§ PAGE EXCERPT
Base Alignment of the 4-2-5 Defense with Cover 1 Coverage against a 2 by 2 Doubles Formation. The ‘Base’ call in your defensive playbook is one you trust in any situation.

You've got a great defensive playbook for your football team. The X's and O's are in the right place. It is a proven winner.
For football coaches today, that is the easy part. Anyone can download a playbook. You need to execute.
As the defensive play caller, you are responsible for practice planning. You need to communicate the vision to the rest of your staff. Support your assistants and help them develop.
And on game day? You need to make the right calls at the the right time. How you use your defensive playbook during the football game is critical.
The big question is, how many calls do you need to have in your defensive playbook? It depends. How you use that playbook is more important that what is in that playbook. To make the most of your football team's defensive playbook, you must be organized.
The first step to getting organized is to simplify. Strip all the bloat out of your defensive playbook.

§ DIRECTIVE 1
Rewrite the part of the defensive playbook article that begins at the words "And on game" and stops after "your defensive playbook.", putting "disciplined" in place of "organized".
§ DIRECTIVE 2
Decide whether each statement agrees with the defensive playbook article, answering yes or no and quoting the deciding words: (a) anyone can download a playbook; (b) the defensive play caller is responsible for practice planning; (c) the first step to getting organized is to add more calls to the playbook.
§ DIRECTIVE 3
Continue the defensive playbook article from its final sentence.

§ GIVEN DATA
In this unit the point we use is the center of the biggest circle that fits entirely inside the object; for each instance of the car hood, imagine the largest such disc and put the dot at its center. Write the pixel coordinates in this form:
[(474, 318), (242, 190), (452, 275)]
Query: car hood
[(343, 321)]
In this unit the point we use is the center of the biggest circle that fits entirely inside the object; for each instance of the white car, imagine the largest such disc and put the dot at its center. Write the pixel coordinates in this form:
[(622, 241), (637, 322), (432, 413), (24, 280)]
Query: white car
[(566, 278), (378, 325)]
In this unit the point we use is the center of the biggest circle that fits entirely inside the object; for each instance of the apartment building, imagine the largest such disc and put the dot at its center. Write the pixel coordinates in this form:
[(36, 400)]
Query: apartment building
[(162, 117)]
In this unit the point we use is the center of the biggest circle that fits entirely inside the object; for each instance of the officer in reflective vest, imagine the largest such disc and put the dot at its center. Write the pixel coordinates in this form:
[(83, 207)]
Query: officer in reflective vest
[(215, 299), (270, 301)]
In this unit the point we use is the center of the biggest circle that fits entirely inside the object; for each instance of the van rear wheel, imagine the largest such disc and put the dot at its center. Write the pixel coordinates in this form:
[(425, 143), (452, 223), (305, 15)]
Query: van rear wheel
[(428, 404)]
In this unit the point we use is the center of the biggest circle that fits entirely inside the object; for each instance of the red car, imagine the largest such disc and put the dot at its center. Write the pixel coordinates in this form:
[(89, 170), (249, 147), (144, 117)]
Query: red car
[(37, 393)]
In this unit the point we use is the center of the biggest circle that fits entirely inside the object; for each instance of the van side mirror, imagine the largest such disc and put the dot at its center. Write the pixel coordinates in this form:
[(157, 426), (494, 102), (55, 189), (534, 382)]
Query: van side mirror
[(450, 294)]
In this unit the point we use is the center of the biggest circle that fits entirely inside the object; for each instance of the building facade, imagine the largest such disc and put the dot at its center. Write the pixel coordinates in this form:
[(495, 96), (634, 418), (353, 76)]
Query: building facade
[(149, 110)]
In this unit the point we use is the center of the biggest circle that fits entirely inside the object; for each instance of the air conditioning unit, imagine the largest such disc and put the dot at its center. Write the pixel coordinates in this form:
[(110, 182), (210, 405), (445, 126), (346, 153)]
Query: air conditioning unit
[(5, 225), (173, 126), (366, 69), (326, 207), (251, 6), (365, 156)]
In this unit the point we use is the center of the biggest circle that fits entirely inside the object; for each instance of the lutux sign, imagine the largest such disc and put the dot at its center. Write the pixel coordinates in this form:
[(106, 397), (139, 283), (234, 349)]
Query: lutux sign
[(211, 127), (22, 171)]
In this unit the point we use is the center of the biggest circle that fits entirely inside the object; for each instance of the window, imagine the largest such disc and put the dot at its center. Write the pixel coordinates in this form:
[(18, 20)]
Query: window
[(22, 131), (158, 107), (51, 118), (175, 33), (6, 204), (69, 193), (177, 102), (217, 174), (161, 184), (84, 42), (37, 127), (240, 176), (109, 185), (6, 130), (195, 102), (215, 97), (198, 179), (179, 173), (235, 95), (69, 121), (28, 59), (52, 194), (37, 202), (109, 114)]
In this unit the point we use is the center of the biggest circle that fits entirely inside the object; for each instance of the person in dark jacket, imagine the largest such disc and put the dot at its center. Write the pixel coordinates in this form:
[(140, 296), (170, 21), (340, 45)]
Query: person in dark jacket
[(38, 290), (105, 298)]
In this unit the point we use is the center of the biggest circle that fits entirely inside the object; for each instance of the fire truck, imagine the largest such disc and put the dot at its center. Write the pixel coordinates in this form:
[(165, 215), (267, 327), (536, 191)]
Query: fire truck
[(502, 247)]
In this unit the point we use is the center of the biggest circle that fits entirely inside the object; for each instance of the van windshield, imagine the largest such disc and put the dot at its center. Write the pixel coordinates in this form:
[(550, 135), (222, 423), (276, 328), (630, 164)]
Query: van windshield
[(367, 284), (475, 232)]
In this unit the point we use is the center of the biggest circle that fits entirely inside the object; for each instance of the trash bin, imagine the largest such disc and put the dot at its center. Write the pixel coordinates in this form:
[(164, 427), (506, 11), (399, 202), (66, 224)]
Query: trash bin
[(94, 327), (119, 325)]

§ ANSWER 1
And on game day? You need to make the right calls at the the right time. How you use your defensive playbook during the football game is critical.
The big question is, how many calls do you need to have in your defensive playbook? It depends. How you use that playbook is more important that what is in that playbook. To make the most of your football team's defensive playbook, you must be disciplined.
The first step to getting disciplined is to simplify. Strip all the bloat out of your defensive playbook.

§ ANSWER 2
(a) Yes: "Anyone can download a playbook."
(b) Yes: "As the defensive play caller, you are responsible for practice planning."
(c) No: "The first step to getting organized is to simplify."

§ ANSWER 3
Keep it simple so your players understand what's important. The coaches know how to teach it. When your players understand their job, they have confidence. They believe they can execute.
Confident players play fast. They fly around on game day.
Faster players win more football games. That's science.
Coach Simple. Play Fast. Win.
That doesn't mean you only run the simplest defensive front with the simplest coverage. I love the 4-2-5 Defense, it is a very simple defensive playbook that works for most football teams. I also love Cover 3 defensive coverage, the simplest zone coverage to install.

Against a Pro-I Formation, this is the Base Alignment we teach for the Miami 4-3 Defense ‘Over’ Front with Quarters Coverage. Adjustments are built into the Base to defend any formation.
However, the answer for every football team isn't to just run a 4-2-5 Defense with Cover 3 coverage and never change it. I wish it was that simple, and for young teams it can be that simple.
Most teams need a little more. You need to be able to change up your fronts, stunts, blitzes and coverages. An even front might not be right for you. It all depends.
What matters, and what truly makes a "Coach Simple" defense, is one thing...
Every single call in your playbook has a job to do. Every call you can make has a specific purpose you identified before you decided to install it.
Any play call in your defensive playbook that does not have a specific job to do? Throw it out.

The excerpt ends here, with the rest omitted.